— What the exercise asks —
Return every entry in full, with no alterations.

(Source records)
== Segment start ==

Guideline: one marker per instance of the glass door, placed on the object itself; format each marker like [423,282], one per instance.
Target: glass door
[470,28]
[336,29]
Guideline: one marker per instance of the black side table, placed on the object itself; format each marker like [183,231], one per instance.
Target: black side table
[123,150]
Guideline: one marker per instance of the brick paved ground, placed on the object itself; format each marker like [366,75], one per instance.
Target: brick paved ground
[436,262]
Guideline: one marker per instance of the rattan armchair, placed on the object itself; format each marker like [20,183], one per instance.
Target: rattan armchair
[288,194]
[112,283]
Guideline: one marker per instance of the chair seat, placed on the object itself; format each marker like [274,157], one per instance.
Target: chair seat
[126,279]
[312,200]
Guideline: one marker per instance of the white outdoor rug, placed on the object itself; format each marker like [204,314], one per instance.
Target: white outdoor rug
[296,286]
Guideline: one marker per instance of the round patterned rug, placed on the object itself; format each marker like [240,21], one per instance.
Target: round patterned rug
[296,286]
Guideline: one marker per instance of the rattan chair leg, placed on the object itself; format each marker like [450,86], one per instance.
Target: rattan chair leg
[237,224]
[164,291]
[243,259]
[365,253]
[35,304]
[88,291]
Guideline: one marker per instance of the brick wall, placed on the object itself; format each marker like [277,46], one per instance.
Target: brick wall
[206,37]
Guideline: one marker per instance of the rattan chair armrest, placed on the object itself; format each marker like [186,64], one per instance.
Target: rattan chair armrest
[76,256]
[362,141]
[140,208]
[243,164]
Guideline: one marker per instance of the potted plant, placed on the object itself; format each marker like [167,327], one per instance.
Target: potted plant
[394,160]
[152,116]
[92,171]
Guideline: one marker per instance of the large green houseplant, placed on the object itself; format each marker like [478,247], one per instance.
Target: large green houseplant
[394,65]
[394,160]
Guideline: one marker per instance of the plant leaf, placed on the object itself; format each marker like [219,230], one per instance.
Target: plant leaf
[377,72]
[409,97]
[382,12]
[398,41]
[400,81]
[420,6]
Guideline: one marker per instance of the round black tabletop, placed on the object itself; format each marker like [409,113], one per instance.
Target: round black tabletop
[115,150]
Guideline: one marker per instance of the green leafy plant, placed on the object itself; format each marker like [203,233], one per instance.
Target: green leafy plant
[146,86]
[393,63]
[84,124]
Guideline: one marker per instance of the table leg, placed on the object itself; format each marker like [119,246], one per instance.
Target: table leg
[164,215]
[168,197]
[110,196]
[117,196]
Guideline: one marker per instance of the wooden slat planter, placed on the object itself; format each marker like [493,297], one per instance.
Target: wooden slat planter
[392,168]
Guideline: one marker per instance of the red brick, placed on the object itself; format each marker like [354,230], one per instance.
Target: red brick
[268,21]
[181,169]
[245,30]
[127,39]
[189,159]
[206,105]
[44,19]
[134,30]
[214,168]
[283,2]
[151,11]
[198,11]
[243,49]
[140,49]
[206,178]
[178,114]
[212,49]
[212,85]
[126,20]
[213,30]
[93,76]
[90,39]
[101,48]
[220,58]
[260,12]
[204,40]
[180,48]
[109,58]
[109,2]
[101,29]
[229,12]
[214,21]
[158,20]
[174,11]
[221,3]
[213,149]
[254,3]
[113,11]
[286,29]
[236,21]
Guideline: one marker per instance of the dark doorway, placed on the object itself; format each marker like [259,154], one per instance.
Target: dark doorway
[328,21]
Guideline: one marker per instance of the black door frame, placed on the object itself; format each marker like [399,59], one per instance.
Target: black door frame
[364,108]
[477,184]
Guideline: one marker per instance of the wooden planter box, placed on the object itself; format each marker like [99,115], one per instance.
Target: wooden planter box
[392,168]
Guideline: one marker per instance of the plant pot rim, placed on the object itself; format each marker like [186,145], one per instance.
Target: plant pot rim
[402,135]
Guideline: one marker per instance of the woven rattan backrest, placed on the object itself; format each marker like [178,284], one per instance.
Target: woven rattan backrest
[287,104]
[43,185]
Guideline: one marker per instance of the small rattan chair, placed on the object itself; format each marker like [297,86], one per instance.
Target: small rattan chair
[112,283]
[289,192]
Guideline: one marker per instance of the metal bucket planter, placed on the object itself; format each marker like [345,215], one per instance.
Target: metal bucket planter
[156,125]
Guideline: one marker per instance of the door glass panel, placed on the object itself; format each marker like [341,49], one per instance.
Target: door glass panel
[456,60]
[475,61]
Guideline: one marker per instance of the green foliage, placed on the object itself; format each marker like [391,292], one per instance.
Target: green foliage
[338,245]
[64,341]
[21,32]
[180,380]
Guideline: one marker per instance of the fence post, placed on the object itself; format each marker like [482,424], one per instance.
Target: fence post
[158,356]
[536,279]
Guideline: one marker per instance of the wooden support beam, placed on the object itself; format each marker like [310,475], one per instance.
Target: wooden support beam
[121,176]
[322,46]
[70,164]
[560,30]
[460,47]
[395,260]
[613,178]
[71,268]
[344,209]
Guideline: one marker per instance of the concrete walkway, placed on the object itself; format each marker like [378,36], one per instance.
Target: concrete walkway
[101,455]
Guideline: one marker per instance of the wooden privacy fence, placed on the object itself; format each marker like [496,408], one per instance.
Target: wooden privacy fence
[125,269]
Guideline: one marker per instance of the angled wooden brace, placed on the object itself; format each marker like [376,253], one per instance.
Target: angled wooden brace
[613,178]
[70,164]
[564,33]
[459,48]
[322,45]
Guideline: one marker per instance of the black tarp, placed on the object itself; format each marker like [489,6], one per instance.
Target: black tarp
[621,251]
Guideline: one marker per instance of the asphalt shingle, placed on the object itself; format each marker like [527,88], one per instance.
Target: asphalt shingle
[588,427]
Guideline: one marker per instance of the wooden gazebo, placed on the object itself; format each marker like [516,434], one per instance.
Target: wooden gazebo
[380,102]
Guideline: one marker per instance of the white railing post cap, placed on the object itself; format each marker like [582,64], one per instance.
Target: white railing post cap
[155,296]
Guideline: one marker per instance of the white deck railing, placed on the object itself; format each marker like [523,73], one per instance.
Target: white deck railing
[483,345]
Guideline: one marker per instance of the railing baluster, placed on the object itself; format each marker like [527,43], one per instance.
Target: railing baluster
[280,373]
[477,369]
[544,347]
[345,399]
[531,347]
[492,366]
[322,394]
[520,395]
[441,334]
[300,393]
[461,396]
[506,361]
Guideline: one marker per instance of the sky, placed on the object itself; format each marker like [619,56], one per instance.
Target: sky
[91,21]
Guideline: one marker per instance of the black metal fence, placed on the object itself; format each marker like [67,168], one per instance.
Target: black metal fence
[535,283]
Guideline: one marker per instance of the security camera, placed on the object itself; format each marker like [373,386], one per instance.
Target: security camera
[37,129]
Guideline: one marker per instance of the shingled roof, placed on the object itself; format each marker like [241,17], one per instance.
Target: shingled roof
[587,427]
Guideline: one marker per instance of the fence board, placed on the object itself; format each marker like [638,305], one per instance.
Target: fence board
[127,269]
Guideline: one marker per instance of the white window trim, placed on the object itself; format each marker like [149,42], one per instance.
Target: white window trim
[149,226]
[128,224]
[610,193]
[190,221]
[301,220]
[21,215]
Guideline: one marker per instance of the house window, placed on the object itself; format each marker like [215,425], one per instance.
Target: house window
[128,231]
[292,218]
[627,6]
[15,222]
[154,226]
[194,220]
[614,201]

== Segment end ==

— Answer section —
Guideline: one marker per instance of the glass door, placed on the object itself; format each marker like [423,282], one per instance.
Target: glass door
[470,28]
[336,29]
Guideline: one marker per instance of the black side table, placed on the object itself; format each marker like [183,231], one per instance.
Target: black side table
[123,150]
Guideline: one marker per instance of the brick paved ground, placed on the object itself; format each marker like [366,75], one per instance.
Target: brick paved ground
[436,262]
Guideline: one marker per instance of the rattan armchair, placed on the object itself; format each marker like [20,183], one per instance.
Target: rattan armchair
[288,194]
[112,283]
Guideline: one marker per instance of the chair seat, placed on the object itself; format each marker like [274,157], one per instance.
Target: chair seat
[126,279]
[312,200]
Guideline: one marker per instance of the white outdoor rug, placed on the object itself; format each marker like [204,314], one per instance.
Target: white outdoor rug
[296,286]
Guideline: one marker per instance of the round patterned rug, placed on the object itself; format each marker like [240,21], one per instance.
Target: round patterned rug
[296,286]
Guideline: one marker per instance of the rattan chair leg, placed on the object itself; format each marker like [450,86], one per instance.
Target: rattan chair leg
[237,224]
[164,291]
[243,259]
[365,253]
[35,304]
[88,291]
Guideline: one marker per instance of the brick wall, placed on the object itself; format each marker like [277,46], one per instance.
Target: brick wall
[206,37]
Guideline: one marker per instance of the rattan chair armrest, placed on the object itself; format each marker like [186,64], one per instance.
Target: rattan chair armrest
[76,256]
[362,141]
[140,208]
[243,164]
Guideline: one marker per instance of the potted plant, placed on the object itself; format each marker like [167,327], one per instance.
Target: potted plant
[394,160]
[152,116]
[92,171]
Guideline: one marker per instance of the large green houseplant, placed on the object itself; format each marker like [478,247], one per instance.
Target: large green houseplant
[394,65]
[394,160]
Guideline: one marker per instance of the plant leaf, placed on the object itself; format each marker like [219,230], one per instance.
Target: plant leaf
[377,72]
[409,97]
[382,12]
[398,41]
[400,81]
[420,6]
Guideline: one marker per instance of the round black tabletop, placed on the object itself; format each marker like [409,113], one per instance.
Target: round black tabletop
[115,150]
Guideline: one marker per instance of the green leafy plant, placed on the object itself; format each marker like [203,233], one per instance.
Target: green leafy plant
[146,86]
[393,63]
[84,124]
Guideline: one marker per instance of the table leg, placed on the object itself; format each marker like [119,246], one per instance.
Target: table leg
[164,215]
[168,197]
[110,196]
[117,196]
Guideline: one marker per instance of the wooden slat planter, placed on the object itself; format each marker like [493,297], one per instance.
Target: wooden slat planter
[392,168]
Guideline: one marker per instance of the red brick, placed on the object itself; format each marker like [354,230], one per instance.
Target: red brick
[268,21]
[181,169]
[245,30]
[127,39]
[189,159]
[206,105]
[44,19]
[134,30]
[214,168]
[283,2]
[151,11]
[198,11]
[243,49]
[140,49]
[206,178]
[178,114]
[212,49]
[212,85]
[126,20]
[213,30]
[93,76]
[90,39]
[101,48]
[220,58]
[260,12]
[204,40]
[180,48]
[109,58]
[109,2]
[101,29]
[229,12]
[214,21]
[158,20]
[174,11]
[221,3]
[213,149]
[254,3]
[113,11]
[286,29]
[236,21]
Guideline: one marker per instance of the dark doorway, placed on the object itself; format each marker like [259,154], one per instance.
Target: dark doorway
[328,21]
Guideline: one marker per instance of the black door frame, placed on the object itself; format each marker like [399,59], one per instance.
Target: black door frame
[364,108]
[477,184]
Guideline: one marker per instance of the wooden planter box, placed on the object itself; format each marker like [99,115], one per instance.
Target: wooden planter box
[392,168]
Guideline: one marker per instance of the plant pot rim, placed on the object itself; format each marker like [186,145], one per instance.
Target: plant pot rim
[402,135]
Guideline: one marker per instance of the woven rattan backrest, placed on the object itself; format each marker like [178,284], one per instance.
Target: woven rattan backrest
[287,104]
[43,185]
Guideline: one marker per instance of the small rattan chair, placed on the object itself; format each marker like [297,86], one per instance.
Target: small rattan chair
[112,283]
[289,192]
Guideline: one marker per instance of the metal bucket planter, placed on the object itself; format each marker like [345,215], one per instance.
Target: metal bucket planter
[156,125]
Guideline: one marker per instance of the door glass panel, placed on the object itself; format each marker like [341,49], one per instance.
Target: door glass panel
[456,60]
[475,61]
Guideline: one marker per instance of the green foliage, placed on the object itself; format each marker like [391,292], one per instance.
Target: green foliage
[338,245]
[64,341]
[21,32]
[180,380]
Guideline: one marker per instance of the fence post, placed on the object itself; format each marker like [482,424], one per instance.
Target: fence post
[158,356]
[536,279]
Guideline: one marker per instance of the wooden support beam, placed on the object itself; format each marker like [310,475], one per instance.
Target: wooden support beam
[121,176]
[322,46]
[70,164]
[560,30]
[460,47]
[395,260]
[613,178]
[71,268]
[344,209]
Guideline: one marker per instance of the concrete walkway, placed on the object itself; format each marker like [378,36], one per instance.
Target: concrete walkway
[101,455]
Guideline: one marker per instance of the wooden privacy fence, placed on the object itself; format each marker like [496,408], one per instance.
Target: wooden privacy fence
[125,269]
Guideline: one marker per instance of the angled wooden brace, placed on the object itself; format each marker like [376,253], one per instance.
Target: angled wooden brace
[613,178]
[70,164]
[564,33]
[459,48]
[322,45]
Guideline: one marker per instance of the black tarp, placed on the object itself; format each marker like [489,6], one per instance.
Target: black tarp
[621,251]
Guideline: one marker per instance of the asphalt shingle, placed on the object itself; format each marker like [527,88], one per instance.
Target: asphalt shingle
[588,427]
Guideline: one marker per instance of the wooden gazebo, placed on the object itself; format each marker like [516,434], one per instance.
Target: wooden gazebo
[380,102]
Guideline: one marker per instance of the white railing post cap, placed on the object itself; format each marker like [582,64], one per instance.
Target: white railing post cap
[155,296]
Guideline: one marker per instance of the white deck railing, placed on the object itself; format each marker like [523,73], one per instance.
Target: white deck railing
[483,345]
Guideline: one marker per instance of the railing baluster, placed on the object itself; format each marker like [527,43], one per instance.
Target: railing baluster
[280,373]
[477,369]
[544,347]
[345,399]
[531,347]
[492,366]
[322,394]
[520,395]
[441,334]
[300,393]
[461,396]
[506,361]
Guideline: one marker per instance of the sky, placed on the object itself; format each marker like [619,56], one per instance.
Target: sky
[91,21]
Guideline: one marker per instance of the black metal fence, placed on the object itself; format each marker like [67,168], one per instance.
Target: black metal fence
[535,283]
Guideline: one marker per instance of the security camera, placed on the object itself; format each marker like [373,386], one per instance.
Target: security camera
[37,129]
Guideline: one marker per instance of the shingled roof, placed on the object itself; format each marker like [241,17], one per instance.
Target: shingled roof
[587,427]
Guideline: one marker per instance of the fence board, placed on the object itself; format each marker like [638,305], one per instance.
Target: fence board
[127,269]
Guideline: one marker per instance of the white window trim, placed on the object itself; format each marker like [149,42], one per instance.
Target: white window trim
[149,226]
[128,224]
[610,193]
[190,221]
[301,220]
[21,215]
Guideline: one marker per instance of the house window, placed on the object itself; format each marker like [215,425], one per instance.
Target: house window
[128,231]
[292,218]
[627,6]
[15,222]
[154,226]
[194,220]
[614,201]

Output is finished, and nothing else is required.